*WRITTEN REQUEST:*
Render the lines of every row below as a single numbered list, omitting any blank lines.

*SUPPLIED MATERIAL:*

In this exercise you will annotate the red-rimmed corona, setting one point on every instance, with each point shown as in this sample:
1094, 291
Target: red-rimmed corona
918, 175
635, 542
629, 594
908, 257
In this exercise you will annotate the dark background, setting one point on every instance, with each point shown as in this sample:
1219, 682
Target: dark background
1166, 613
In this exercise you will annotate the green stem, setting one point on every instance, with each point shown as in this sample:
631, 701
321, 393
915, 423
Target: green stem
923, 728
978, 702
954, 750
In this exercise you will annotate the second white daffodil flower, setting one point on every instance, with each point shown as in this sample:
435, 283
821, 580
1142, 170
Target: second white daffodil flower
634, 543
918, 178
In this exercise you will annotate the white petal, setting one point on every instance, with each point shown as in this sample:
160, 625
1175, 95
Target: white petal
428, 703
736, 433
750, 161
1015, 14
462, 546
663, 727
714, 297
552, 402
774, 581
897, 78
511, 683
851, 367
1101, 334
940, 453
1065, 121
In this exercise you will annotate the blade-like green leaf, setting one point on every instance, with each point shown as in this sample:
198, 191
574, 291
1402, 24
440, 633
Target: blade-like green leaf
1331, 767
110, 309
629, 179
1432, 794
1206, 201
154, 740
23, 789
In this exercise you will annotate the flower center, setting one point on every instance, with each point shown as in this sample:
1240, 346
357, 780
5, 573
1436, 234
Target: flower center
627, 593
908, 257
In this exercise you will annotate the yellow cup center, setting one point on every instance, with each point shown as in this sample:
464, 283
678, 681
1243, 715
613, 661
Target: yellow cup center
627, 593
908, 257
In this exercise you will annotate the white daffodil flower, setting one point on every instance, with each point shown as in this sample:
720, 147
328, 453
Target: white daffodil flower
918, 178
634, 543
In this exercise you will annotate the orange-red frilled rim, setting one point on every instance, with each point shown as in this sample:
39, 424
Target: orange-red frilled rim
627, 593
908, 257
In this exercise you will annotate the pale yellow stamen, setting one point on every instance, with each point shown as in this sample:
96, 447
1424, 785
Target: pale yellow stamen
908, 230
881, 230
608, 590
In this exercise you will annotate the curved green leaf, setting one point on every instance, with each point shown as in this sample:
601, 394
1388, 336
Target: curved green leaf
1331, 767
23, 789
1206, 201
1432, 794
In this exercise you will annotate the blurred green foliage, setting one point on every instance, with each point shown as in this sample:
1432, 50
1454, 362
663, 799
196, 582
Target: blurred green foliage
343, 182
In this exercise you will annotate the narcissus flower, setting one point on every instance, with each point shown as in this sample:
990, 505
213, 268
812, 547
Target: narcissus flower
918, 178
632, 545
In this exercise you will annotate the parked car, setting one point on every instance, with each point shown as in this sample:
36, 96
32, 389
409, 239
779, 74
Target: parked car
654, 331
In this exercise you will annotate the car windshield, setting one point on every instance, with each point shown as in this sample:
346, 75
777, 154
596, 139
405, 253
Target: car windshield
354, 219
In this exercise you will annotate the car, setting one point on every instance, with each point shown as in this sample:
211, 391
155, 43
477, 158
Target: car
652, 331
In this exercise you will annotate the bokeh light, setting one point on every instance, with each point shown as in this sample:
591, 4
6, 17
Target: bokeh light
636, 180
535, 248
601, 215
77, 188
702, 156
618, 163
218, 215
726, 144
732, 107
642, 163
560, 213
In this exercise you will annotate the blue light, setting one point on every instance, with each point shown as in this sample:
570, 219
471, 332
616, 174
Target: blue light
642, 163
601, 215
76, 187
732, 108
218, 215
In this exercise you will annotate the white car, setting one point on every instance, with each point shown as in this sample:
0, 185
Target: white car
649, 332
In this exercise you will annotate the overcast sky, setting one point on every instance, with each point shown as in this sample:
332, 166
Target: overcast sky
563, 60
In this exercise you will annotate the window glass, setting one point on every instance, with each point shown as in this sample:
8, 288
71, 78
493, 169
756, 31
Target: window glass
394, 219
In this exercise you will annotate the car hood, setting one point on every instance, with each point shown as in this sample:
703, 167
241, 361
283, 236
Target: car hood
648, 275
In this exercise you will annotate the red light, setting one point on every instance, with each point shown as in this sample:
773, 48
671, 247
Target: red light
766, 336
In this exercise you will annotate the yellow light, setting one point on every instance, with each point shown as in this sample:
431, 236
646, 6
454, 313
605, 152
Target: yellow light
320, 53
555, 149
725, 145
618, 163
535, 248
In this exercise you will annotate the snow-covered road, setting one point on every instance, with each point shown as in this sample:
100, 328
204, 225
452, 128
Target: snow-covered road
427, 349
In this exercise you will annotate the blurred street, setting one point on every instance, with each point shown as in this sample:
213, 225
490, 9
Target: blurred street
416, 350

*RESPONSE:*
1. In this exercise you will annotate the red-rimmed corona, setting one point on every instance, with each point shown as in this sample:
2. 1094, 291
3. Target: red-rimmed corona
4. 918, 175
5. 635, 542
6. 629, 594
7. 908, 257
8. In this exercise you will annotate the dark background, setting one point on every instance, with each point shown as in this sample:
9. 1219, 682
10. Target: dark background
11. 1166, 613
12. In this exercise you will annotate the green stem, setting one point on every instance, with each point shown as in this sample:
13. 631, 701
14. 321, 393
15. 915, 423
16. Target: green stem
17. 923, 728
18. 978, 702
19. 954, 750
20. In this exercise you will annotate the second white daffodil flower, setting one point on every instance, with each point shown as in this sample:
21. 435, 283
22. 821, 580
23. 1142, 170
24. Target: second white daffodil flower
25. 634, 543
26. 918, 178
27. In this exercise you will annotate the white petal, setting one point on every instance, with each point shown as in this sample:
28. 160, 625
29. 1175, 95
30. Target: white petal
31. 428, 703
32. 736, 433
33. 750, 161
34. 1015, 14
35. 462, 546
36. 663, 727
37. 714, 297
38. 552, 402
39. 774, 581
40. 897, 78
41. 511, 683
42. 851, 367
43. 1101, 334
44. 940, 453
45. 1065, 121
46. In this exercise you will annotate the blade-like green leaf, setting one point on every instance, with each point shown as in this sample:
47. 198, 191
48. 574, 291
49. 1402, 24
50. 440, 633
51. Target: blade-like green leaf
52. 1331, 767
53. 110, 309
54. 629, 179
55. 1432, 794
56. 1206, 201
57. 154, 740
58. 23, 789
59. In this exercise you will annotate the flower center, setting one point on every instance, with each point shown as in this sample:
60. 1240, 346
61. 357, 780
62. 5, 573
63. 1436, 234
64. Target: flower center
65. 627, 593
66. 908, 257
67. In this exercise you will annotate the yellow cup center, setting one point on every instance, with each point shown as in this sample:
68. 464, 283
69. 678, 681
70. 1243, 715
71. 613, 661
72. Target: yellow cup center
73. 627, 593
74. 908, 257
75. In this exercise you will annotate the white daffodil flower, setting one point on every instance, with each point shown as in this sample:
76. 720, 147
77. 328, 453
78. Target: white daffodil flower
79. 918, 178
80. 634, 543
81. In this exercise you will annotate the orange-red frilled rim, setting one point on every instance, with each point shown as in this sample:
82. 39, 424
83. Target: orange-red frilled rim
84. 627, 593
85. 908, 257
86. In this exercise you will annotate the pale yellow stamen, setting one point on every instance, with each point shown as in this sample:
87. 96, 447
88. 1424, 785
89. Target: pale yellow stamen
90. 908, 230
91. 881, 230
92. 608, 590
93. In this exercise you will annotate the curved green leaf, setting one point on every instance, with each point shown as in this sample:
94. 601, 394
95. 1388, 336
96. Target: curved green leaf
97. 1331, 767
98. 23, 789
99. 1206, 201
100. 1432, 794
101. In this exercise you will annotate the blurred green foliage, setting one point on every instance, with each point shown as in this sample:
102. 1432, 50
103. 1454, 362
104. 663, 799
105. 196, 582
106. Target: blurred green foliage
107. 343, 182
108. In this exercise you will annotate the narcissus flower, setting one point on every instance, with each point shown as in this sample:
109. 990, 505
110. 213, 268
111. 812, 547
112. Target: narcissus flower
113. 918, 178
114. 632, 545
115. In this exercise you will annotate the parked car, setting one point on every instance, with each point shown as in this sample:
116. 36, 96
117. 32, 389
118. 409, 239
119. 779, 74
120. Target: parked car
121. 654, 331
122. In this exercise you will annotate the car windshield, setting one point on every instance, with each point shown as in this sample:
123. 346, 75
124. 777, 154
125. 596, 139
126. 405, 253
127. Target: car windshield
128. 354, 219
129. In this exercise you will annotate the car, setting one point on every instance, with each point shown as in this sample:
130. 211, 391
131. 155, 43
132. 477, 158
133. Target: car
134. 652, 331
135. In this exercise you will annotate the bokeh light, setting one point on every instance, with each point shown as in this sample:
136. 591, 4
137. 6, 17
138. Target: bokeh light
139. 636, 180
140. 535, 248
141. 601, 215
142. 77, 188
143. 702, 156
144. 618, 163
145. 218, 215
146. 726, 144
147. 732, 107
148. 642, 163
149. 560, 213
150. In this exercise you will annotate the blue light, setting one point on every instance, with each point shown as in this sample:
151. 570, 219
152. 471, 332
153. 616, 174
154. Target: blue light
155. 642, 163
156. 601, 215
157. 76, 187
158. 732, 108
159. 218, 215
160. In this exercise you will annotate the white car, setting one point on every instance, with each point shown as in this sample:
161. 0, 185
162. Target: white car
163. 649, 332
164. In this exercise you will annotate the overcast sky, setting one point on every instance, with each point shown as in this sample:
165. 332, 166
166. Target: overcast sky
167. 563, 60
168. In this exercise you will annotate the window glass, setting one point on every instance, with each point shown as in this sample:
169. 8, 288
170. 71, 78
171. 493, 169
172. 756, 31
173. Target: window glass
174. 394, 219
175. In this exercise you will annotate the car hood, setting one point on every instance, with each point shown as in this sample:
176. 703, 167
177. 241, 361
178. 283, 236
179. Target: car hood
180. 648, 275
181. In this exercise you will annotate the red light, setting one point on every instance, with each point shown as in this sample:
182. 773, 48
183. 671, 247
184. Target: red light
185. 766, 336
186. In this exercise you will annotate the yellow light, setting one point on every instance, with each point shown as in this sample:
187. 431, 236
188. 646, 6
189. 454, 313
190. 605, 152
191. Target: yellow light
192. 320, 53
193. 555, 149
194. 725, 145
195. 618, 163
196. 535, 248
197. In this exercise you will annotate the snow-covered road, setting one point on every instance, with each point shown as in this sample:
198. 100, 328
199. 204, 225
200. 452, 128
201. Target: snow-covered road
202. 427, 349
203. In this exercise you will annotate the blurred street, setting one point on every instance, with each point shown as in this sample:
204. 213, 225
205. 490, 9
206. Target: blurred street
207. 416, 350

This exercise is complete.